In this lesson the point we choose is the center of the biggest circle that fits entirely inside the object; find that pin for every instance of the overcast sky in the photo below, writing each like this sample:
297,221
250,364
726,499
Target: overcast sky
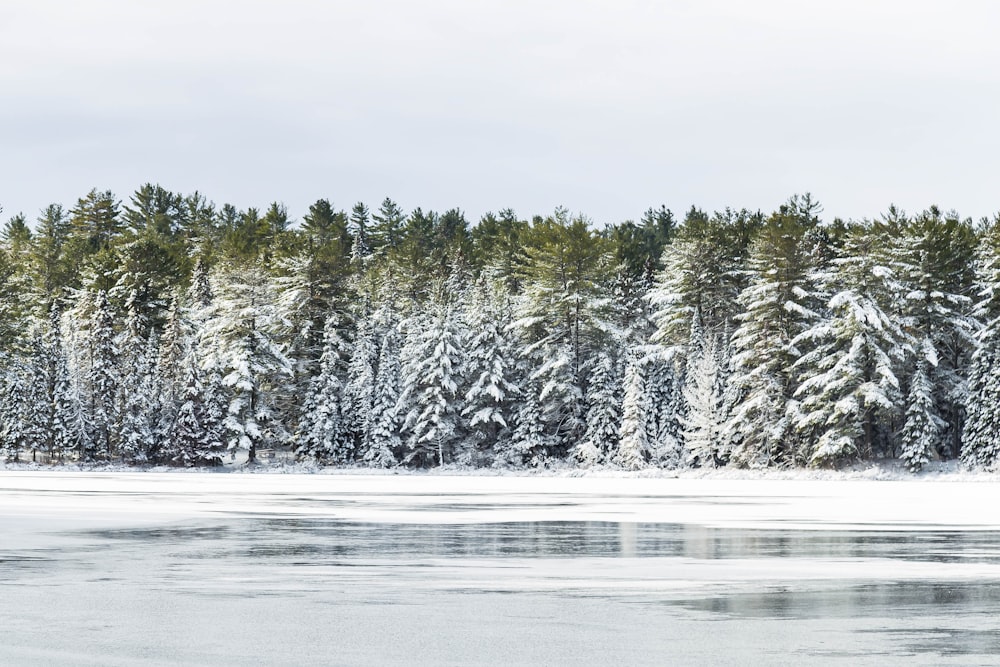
605,108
************
### Stated task
Please swap every "overcast sky" for "cloudy sky" in all of the material above and give it back with nothing else changed. Leave the pictures out.

### Final result
In this lesson the point we choose is the center of the biggest circle that fits entirely inside the object; find that pin for every instance of the cloudy sky in the photo below, writing each like this sample:
297,221
250,364
726,499
Target: cloudy sky
605,108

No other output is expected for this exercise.